Entries on locating named things
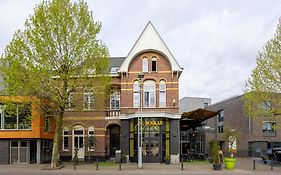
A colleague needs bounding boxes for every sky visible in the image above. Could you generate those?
[0,0,281,103]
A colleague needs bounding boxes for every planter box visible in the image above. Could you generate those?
[213,163,221,170]
[224,158,236,170]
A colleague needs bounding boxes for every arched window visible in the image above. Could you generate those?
[133,81,140,108]
[151,56,157,72]
[142,57,148,72]
[143,80,156,107]
[62,127,69,151]
[110,91,120,110]
[88,126,96,151]
[159,80,166,107]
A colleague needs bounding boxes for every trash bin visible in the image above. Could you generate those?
[115,150,121,162]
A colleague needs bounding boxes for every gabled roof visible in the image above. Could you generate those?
[119,21,182,72]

YOUR GOAL
Copy every line of the data above word for word, including the boxes, but leave out the pictures.

TASK OUTPUT
A colleague needs bounding boxes for every sky visible in the image above. Could you generate those?
[0,0,281,103]
A colleague needs bounding boxes for every planter box visible in the image above. Could you generate those?
[213,163,221,170]
[224,158,236,170]
A colleague needs bounding boxes for every arched window visible in the image above. Could you generate those?
[133,81,140,108]
[151,56,157,72]
[142,57,148,72]
[143,80,156,107]
[62,127,69,151]
[110,91,120,110]
[88,126,96,151]
[159,80,166,107]
A colleague needs bounding boxes for every trash bin visible in the image above. Could you generate those?
[115,150,121,162]
A colleague needs bounding boxes for every gabled roof visible in the image above. Could you generate those?
[119,21,182,72]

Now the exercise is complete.